Hundreds of people joined a peace march Sunday both in memory of Florida teenager Trayvon Martin and to rally against continued violence in Chicago.
“At some point, we have to stop this vicious cycle of urban violence,” said the Rev. Ira J. Acree, pastor of Greater St. John Bible Church, 1256 N. Waller, which hosted the march.
Willie Williams Jr., holding up a photo of his slain son, said he joined the march in the North Austin neighborhood to help keep others from suffering the pain he has endured since his 17-year-old son, Willie III, was shot and killed six years ago Sunday at the Ford City Mall movie theater.
He said he would tell Martin’s parents to keep up their fight for an answer.
“Parents need closure,” he said.
Williams said it took a multi-agency effort – cold-case detectives, America’s Most Wanted TV show and calls from the Rev. Michael Pfleger of St. Sabina Church – to find his son’s killer, on April 7, 2010.
“We need to talk about gun violence every day,” he said.
He said politicians, TV celebrities and sports stars such as the Bulls’ Derrrick Rose and Miami Heat star Dwayne Wade should heighten the conversation. Indeed, Wade’s nephew was one of 13 men shot in Chicago during a six-hour stretch that ended Friday morning.

WHAT TO PRODUCE: Extract the portion of the peace march article starting at "Willie Williams Jr., holding" and ending at "for an answer.", copied word for word. The entries after this come from a different source than the article.

RECORD SET:
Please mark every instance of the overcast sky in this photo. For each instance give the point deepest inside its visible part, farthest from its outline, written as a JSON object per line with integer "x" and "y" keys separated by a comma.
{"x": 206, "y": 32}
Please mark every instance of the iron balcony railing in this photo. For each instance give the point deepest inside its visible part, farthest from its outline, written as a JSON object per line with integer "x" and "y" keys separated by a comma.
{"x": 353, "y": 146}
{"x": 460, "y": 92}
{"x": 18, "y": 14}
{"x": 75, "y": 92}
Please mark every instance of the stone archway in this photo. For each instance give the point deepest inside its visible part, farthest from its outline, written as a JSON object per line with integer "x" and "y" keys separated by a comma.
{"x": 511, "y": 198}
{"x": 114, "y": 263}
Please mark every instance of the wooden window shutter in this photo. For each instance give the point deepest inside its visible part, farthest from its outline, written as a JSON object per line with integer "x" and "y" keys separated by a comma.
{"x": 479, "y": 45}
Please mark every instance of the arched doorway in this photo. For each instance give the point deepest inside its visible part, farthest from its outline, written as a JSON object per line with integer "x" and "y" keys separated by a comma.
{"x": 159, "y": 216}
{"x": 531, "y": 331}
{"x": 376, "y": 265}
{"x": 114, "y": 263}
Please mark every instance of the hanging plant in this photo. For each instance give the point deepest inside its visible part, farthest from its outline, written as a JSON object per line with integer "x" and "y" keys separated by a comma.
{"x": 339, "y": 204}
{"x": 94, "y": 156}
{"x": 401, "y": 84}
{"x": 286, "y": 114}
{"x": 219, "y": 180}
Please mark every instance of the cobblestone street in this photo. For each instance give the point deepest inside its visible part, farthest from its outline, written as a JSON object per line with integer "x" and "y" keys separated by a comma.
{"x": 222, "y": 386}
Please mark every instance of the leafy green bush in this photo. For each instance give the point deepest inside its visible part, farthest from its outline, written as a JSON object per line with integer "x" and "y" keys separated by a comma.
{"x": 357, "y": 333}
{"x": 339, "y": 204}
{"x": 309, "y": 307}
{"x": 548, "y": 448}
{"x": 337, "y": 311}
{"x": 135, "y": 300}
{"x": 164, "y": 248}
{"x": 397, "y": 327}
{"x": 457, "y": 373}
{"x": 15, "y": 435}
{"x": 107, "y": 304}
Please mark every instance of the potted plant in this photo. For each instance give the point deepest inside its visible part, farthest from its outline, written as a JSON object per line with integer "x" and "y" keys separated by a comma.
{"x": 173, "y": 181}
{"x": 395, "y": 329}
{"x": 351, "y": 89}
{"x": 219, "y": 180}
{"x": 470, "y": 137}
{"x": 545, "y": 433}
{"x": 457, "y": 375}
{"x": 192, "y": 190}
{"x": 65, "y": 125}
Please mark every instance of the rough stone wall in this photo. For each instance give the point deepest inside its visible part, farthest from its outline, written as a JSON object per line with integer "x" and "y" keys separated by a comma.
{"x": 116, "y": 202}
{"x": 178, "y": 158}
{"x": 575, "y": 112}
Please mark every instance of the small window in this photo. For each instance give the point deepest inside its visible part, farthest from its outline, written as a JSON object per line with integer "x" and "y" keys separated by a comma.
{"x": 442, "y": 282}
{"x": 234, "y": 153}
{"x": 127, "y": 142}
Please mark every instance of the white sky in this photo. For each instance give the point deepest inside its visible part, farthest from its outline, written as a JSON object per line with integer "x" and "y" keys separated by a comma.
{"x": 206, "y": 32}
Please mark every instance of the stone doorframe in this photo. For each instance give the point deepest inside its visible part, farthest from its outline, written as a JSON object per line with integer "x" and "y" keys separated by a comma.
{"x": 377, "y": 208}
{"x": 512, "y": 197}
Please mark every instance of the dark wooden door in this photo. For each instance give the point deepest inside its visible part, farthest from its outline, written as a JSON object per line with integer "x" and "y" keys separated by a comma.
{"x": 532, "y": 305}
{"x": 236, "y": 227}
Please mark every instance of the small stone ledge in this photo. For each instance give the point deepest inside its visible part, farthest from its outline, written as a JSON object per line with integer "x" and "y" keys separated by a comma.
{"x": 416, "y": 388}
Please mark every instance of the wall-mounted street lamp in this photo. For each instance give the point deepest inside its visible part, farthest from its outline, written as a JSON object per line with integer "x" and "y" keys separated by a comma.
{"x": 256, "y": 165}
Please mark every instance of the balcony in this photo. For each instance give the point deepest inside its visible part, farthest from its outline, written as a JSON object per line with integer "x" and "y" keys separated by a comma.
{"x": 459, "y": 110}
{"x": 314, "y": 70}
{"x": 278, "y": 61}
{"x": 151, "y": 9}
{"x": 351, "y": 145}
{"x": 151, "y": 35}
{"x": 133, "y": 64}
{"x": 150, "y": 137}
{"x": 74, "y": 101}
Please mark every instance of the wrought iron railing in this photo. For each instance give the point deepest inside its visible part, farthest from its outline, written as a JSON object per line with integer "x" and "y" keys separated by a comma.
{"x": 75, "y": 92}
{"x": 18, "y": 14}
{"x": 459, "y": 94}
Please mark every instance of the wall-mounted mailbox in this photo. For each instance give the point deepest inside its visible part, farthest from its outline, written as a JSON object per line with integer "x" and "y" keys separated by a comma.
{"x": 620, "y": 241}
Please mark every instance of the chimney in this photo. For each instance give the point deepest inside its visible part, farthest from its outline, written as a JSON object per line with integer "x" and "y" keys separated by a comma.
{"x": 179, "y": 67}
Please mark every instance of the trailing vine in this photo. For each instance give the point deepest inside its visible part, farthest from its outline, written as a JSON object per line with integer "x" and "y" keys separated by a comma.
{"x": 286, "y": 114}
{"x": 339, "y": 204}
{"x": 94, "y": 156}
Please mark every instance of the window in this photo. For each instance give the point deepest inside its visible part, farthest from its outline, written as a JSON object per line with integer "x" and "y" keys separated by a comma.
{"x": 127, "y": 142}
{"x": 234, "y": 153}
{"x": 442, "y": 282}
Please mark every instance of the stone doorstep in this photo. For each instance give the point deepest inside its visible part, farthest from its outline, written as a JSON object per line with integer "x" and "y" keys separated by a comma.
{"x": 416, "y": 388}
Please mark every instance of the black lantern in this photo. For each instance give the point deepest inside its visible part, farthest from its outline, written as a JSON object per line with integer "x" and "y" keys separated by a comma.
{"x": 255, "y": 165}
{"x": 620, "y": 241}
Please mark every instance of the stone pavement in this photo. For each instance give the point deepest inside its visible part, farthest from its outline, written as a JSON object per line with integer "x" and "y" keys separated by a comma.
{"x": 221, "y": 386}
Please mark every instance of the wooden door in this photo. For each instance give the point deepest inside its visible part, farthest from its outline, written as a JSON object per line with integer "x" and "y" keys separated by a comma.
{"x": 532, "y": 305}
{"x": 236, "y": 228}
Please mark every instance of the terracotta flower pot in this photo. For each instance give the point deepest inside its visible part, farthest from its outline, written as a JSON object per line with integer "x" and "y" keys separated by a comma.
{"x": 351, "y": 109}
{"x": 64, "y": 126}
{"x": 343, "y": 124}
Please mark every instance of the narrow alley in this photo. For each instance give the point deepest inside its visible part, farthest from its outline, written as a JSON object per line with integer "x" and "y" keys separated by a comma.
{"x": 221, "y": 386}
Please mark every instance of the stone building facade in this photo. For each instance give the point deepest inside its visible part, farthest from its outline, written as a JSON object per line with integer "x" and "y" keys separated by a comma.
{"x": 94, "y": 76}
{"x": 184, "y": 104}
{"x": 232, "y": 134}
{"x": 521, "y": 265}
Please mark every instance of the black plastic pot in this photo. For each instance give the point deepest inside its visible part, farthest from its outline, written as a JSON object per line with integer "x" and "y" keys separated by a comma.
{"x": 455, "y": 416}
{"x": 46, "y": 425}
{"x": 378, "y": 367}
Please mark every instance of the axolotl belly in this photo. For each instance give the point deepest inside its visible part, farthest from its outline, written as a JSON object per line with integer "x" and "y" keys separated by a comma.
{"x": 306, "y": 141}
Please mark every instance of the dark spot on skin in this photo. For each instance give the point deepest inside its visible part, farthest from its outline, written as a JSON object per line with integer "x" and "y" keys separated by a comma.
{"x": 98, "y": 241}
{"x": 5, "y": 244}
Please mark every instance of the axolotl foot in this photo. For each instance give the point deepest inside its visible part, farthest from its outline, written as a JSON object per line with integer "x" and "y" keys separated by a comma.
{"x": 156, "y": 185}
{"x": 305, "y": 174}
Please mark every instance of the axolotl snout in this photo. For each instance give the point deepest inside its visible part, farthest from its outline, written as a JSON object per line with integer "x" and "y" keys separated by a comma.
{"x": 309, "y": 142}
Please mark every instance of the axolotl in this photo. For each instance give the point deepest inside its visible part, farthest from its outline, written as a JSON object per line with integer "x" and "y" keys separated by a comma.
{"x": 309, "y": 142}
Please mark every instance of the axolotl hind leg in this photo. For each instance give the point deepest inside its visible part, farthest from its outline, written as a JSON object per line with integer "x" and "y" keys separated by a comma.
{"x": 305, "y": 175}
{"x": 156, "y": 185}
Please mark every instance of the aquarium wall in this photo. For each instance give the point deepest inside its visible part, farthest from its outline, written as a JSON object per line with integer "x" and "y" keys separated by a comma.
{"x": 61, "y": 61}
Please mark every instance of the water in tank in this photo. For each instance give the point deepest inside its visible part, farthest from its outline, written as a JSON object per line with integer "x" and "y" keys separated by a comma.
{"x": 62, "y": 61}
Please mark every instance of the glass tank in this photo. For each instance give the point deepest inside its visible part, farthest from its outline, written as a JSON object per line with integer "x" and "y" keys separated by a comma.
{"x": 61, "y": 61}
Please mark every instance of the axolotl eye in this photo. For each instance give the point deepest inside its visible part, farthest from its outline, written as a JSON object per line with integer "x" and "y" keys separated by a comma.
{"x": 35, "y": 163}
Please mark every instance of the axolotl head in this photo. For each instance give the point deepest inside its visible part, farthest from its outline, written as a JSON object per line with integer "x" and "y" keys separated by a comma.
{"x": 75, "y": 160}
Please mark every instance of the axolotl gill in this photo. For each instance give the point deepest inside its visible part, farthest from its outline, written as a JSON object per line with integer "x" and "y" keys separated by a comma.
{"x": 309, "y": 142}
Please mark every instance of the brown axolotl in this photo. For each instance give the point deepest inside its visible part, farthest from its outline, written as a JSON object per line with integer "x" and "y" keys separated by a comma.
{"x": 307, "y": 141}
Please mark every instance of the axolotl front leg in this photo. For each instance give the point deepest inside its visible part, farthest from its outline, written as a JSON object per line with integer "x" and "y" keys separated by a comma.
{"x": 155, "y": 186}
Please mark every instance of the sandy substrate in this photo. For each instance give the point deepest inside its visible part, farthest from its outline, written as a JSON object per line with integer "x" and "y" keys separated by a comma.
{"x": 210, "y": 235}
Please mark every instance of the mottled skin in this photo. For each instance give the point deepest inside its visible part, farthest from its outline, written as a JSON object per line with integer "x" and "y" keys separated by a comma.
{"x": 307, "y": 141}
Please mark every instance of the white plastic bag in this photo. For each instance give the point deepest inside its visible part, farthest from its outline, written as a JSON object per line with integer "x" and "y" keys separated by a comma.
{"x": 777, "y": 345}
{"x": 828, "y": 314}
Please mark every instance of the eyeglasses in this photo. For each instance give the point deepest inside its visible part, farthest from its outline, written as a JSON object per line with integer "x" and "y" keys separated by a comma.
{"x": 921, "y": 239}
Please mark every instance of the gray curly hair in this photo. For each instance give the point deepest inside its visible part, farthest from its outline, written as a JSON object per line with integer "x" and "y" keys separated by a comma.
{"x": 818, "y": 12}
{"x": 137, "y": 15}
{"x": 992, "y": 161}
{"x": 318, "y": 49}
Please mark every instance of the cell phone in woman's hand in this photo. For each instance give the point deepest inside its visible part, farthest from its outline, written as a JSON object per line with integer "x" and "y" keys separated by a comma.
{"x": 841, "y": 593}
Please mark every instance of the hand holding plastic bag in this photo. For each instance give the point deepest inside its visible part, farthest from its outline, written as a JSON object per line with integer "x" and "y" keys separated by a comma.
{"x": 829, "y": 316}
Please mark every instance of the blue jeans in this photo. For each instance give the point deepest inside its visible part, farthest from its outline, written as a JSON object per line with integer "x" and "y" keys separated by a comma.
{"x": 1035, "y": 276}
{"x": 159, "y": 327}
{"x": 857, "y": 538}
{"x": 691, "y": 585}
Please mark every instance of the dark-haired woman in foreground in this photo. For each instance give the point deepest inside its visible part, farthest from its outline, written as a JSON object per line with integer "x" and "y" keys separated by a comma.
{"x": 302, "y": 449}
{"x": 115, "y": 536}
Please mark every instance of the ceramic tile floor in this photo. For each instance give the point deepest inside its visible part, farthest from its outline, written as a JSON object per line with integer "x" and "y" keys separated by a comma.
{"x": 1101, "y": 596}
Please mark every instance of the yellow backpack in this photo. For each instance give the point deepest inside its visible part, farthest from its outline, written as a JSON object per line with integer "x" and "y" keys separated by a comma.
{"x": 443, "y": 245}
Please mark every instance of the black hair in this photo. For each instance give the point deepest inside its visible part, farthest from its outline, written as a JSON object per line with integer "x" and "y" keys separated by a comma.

ANSWER TO THIS TASK:
Willie Williams Jr., holding up a photo of his slain son, said he joined the march in the North Austin neighborhood to help keep others from suffering the pain he has endured since his 17-year-old son, Willie III, was shot and killed six years ago Sunday at the Ford City Mall movie theater.
He said he would tell Martin’s parents to keep up their fight for an answer.